-- Instructions to follow --
Find where "Where can the sky" appears in the records below, then return that line and every later line exactly, stopping only at the last line.

-- Task input --
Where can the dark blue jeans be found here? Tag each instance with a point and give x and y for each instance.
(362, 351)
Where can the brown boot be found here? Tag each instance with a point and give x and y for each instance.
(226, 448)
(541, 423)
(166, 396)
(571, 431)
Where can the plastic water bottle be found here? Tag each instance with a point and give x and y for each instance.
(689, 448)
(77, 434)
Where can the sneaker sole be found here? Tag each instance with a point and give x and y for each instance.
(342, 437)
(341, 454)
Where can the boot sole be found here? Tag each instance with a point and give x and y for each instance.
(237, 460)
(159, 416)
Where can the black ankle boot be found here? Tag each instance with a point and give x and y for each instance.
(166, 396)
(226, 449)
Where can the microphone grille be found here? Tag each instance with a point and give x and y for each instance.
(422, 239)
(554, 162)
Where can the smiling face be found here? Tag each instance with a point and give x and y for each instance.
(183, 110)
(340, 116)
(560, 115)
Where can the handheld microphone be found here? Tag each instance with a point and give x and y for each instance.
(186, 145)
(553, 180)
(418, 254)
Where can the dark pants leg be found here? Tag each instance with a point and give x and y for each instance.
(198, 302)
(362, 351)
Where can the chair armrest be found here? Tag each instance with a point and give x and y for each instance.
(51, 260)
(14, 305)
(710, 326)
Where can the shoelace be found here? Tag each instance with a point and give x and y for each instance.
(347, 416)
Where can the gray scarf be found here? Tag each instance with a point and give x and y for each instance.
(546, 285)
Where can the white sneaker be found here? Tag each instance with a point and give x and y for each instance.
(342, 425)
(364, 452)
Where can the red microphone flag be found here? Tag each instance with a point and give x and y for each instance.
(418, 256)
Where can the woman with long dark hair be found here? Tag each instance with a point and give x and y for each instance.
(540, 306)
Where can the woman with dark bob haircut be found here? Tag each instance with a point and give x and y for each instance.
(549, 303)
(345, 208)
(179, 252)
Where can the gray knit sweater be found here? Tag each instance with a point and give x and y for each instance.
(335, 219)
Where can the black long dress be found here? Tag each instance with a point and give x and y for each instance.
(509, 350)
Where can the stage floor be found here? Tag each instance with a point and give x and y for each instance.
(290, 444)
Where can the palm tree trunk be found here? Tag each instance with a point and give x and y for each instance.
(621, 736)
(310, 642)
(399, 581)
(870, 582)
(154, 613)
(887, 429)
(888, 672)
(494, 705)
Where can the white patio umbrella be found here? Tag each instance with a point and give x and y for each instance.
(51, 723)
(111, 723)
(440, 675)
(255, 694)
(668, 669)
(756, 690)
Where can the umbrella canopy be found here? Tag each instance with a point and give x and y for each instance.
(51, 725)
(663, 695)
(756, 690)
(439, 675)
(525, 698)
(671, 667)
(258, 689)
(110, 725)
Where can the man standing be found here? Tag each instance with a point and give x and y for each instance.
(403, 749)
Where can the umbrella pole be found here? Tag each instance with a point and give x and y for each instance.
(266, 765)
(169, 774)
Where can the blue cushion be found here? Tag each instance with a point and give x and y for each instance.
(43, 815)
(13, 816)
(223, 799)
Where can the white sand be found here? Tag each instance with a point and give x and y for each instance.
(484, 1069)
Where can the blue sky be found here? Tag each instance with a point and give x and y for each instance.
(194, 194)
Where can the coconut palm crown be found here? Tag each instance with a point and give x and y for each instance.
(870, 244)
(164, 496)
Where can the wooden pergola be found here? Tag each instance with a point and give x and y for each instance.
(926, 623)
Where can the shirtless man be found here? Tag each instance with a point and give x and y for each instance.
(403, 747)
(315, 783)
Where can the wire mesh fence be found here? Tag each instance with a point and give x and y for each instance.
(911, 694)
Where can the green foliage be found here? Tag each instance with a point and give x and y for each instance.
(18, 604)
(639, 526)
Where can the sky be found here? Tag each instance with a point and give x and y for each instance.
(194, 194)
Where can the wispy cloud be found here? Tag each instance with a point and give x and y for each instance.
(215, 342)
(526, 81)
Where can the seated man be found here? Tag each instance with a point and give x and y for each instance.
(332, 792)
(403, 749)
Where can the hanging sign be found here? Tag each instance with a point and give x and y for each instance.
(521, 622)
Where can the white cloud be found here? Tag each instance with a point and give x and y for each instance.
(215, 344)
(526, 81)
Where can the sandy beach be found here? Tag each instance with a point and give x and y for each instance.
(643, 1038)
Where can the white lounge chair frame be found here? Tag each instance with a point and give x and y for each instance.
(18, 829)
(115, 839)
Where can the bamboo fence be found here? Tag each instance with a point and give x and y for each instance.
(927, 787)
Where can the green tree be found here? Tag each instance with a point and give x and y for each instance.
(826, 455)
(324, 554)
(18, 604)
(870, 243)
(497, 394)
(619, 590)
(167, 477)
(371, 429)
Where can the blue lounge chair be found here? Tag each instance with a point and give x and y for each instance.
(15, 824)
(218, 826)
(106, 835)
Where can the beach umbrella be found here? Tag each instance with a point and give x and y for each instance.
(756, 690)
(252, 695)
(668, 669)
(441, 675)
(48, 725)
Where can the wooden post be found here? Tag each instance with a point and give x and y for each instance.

-- Answer to this exercise --
Where can the sky be found here? Tag each instance with a point and give x and y for each instance.
(194, 194)
Where can the wispy cloud be found here? Tag each instance with a point and give x and y for each instance.
(215, 342)
(526, 81)
Where can the seated man be found here? Tag each instance with a point and give x and y for each instance.
(332, 792)
(403, 749)
Where can the hanging sign be found here? Tag each instance with a point and give x and y for each instance.
(521, 622)
Where can the white cloud be found here? Tag each instance with a point and give x and y for each instance.
(215, 344)
(526, 81)
Where can the sandy beach be found here? Tag each instance with a point and give x and y for each instance.
(643, 1038)
Where can the white lounge chair frame be found here? Tag each instance with a point and give x and y for each instance.
(18, 829)
(115, 839)
Where can the bamboo fence be found here? Tag each instance with a point and give x and y for each instance.
(927, 787)
Where can the green tree be found here? Tag each instance with a point and give x and y for each instance.
(826, 455)
(324, 554)
(18, 604)
(870, 243)
(497, 394)
(619, 590)
(167, 477)
(371, 429)
Where can the blue lounge chair be found here? Tag each instance with a point and give x and y for each instance.
(15, 824)
(218, 826)
(106, 835)
Where can the beach umbrella be found here? Tag each instance with a point and give x and y for each instance.
(756, 690)
(252, 695)
(668, 669)
(441, 675)
(48, 725)
Where can the wooden post be found here? Tag each instance with a point and give x and y for each instance.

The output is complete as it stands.